___ TASK MATERIAL
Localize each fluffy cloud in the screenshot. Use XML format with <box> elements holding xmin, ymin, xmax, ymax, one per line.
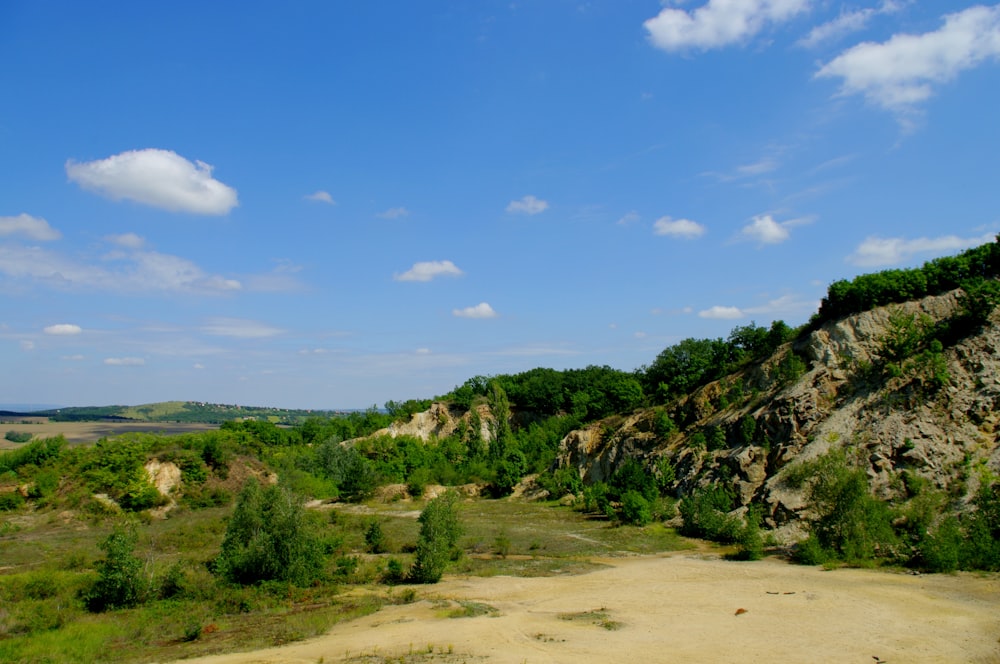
<box><xmin>104</xmin><ymin>233</ymin><xmax>146</xmax><ymax>249</ymax></box>
<box><xmin>305</xmin><ymin>190</ymin><xmax>337</xmax><ymax>205</ymax></box>
<box><xmin>698</xmin><ymin>295</ymin><xmax>819</xmax><ymax>320</ymax></box>
<box><xmin>451</xmin><ymin>302</ymin><xmax>499</xmax><ymax>318</ymax></box>
<box><xmin>393</xmin><ymin>261</ymin><xmax>463</xmax><ymax>281</ymax></box>
<box><xmin>643</xmin><ymin>0</ymin><xmax>809</xmax><ymax>51</ymax></box>
<box><xmin>816</xmin><ymin>5</ymin><xmax>1000</xmax><ymax>112</ymax></box>
<box><xmin>42</xmin><ymin>323</ymin><xmax>83</xmax><ymax>336</ymax></box>
<box><xmin>740</xmin><ymin>214</ymin><xmax>791</xmax><ymax>244</ymax></box>
<box><xmin>0</xmin><ymin>214</ymin><xmax>62</xmax><ymax>242</ymax></box>
<box><xmin>698</xmin><ymin>305</ymin><xmax>745</xmax><ymax>320</ymax></box>
<box><xmin>66</xmin><ymin>148</ymin><xmax>239</xmax><ymax>214</ymax></box>
<box><xmin>378</xmin><ymin>207</ymin><xmax>410</xmax><ymax>219</ymax></box>
<box><xmin>796</xmin><ymin>0</ymin><xmax>903</xmax><ymax>48</ymax></box>
<box><xmin>847</xmin><ymin>233</ymin><xmax>993</xmax><ymax>267</ymax></box>
<box><xmin>653</xmin><ymin>217</ymin><xmax>705</xmax><ymax>240</ymax></box>
<box><xmin>507</xmin><ymin>196</ymin><xmax>549</xmax><ymax>214</ymax></box>
<box><xmin>0</xmin><ymin>240</ymin><xmax>243</xmax><ymax>295</ymax></box>
<box><xmin>104</xmin><ymin>357</ymin><xmax>146</xmax><ymax>367</ymax></box>
<box><xmin>202</xmin><ymin>317</ymin><xmax>282</xmax><ymax>339</ymax></box>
______
● REQUIRED TASK
Reproduce the whole listing word for word, setting aside any pictures.

● TASK OUTPUT
Localize each fluffy cloud in the screenshot. Use XML format with <box> elements holding xmin, ymin, xmax, ymax, one per line.
<box><xmin>104</xmin><ymin>233</ymin><xmax>146</xmax><ymax>249</ymax></box>
<box><xmin>305</xmin><ymin>190</ymin><xmax>337</xmax><ymax>205</ymax></box>
<box><xmin>698</xmin><ymin>295</ymin><xmax>819</xmax><ymax>320</ymax></box>
<box><xmin>451</xmin><ymin>302</ymin><xmax>499</xmax><ymax>318</ymax></box>
<box><xmin>393</xmin><ymin>261</ymin><xmax>463</xmax><ymax>281</ymax></box>
<box><xmin>643</xmin><ymin>0</ymin><xmax>809</xmax><ymax>51</ymax></box>
<box><xmin>816</xmin><ymin>5</ymin><xmax>1000</xmax><ymax>112</ymax></box>
<box><xmin>42</xmin><ymin>323</ymin><xmax>83</xmax><ymax>336</ymax></box>
<box><xmin>740</xmin><ymin>214</ymin><xmax>791</xmax><ymax>244</ymax></box>
<box><xmin>0</xmin><ymin>214</ymin><xmax>62</xmax><ymax>242</ymax></box>
<box><xmin>698</xmin><ymin>305</ymin><xmax>745</xmax><ymax>320</ymax></box>
<box><xmin>66</xmin><ymin>148</ymin><xmax>239</xmax><ymax>214</ymax></box>
<box><xmin>378</xmin><ymin>207</ymin><xmax>410</xmax><ymax>219</ymax></box>
<box><xmin>796</xmin><ymin>0</ymin><xmax>903</xmax><ymax>48</ymax></box>
<box><xmin>847</xmin><ymin>233</ymin><xmax>993</xmax><ymax>267</ymax></box>
<box><xmin>653</xmin><ymin>217</ymin><xmax>705</xmax><ymax>240</ymax></box>
<box><xmin>507</xmin><ymin>196</ymin><xmax>549</xmax><ymax>214</ymax></box>
<box><xmin>0</xmin><ymin>240</ymin><xmax>243</xmax><ymax>295</ymax></box>
<box><xmin>104</xmin><ymin>357</ymin><xmax>146</xmax><ymax>367</ymax></box>
<box><xmin>202</xmin><ymin>317</ymin><xmax>282</xmax><ymax>339</ymax></box>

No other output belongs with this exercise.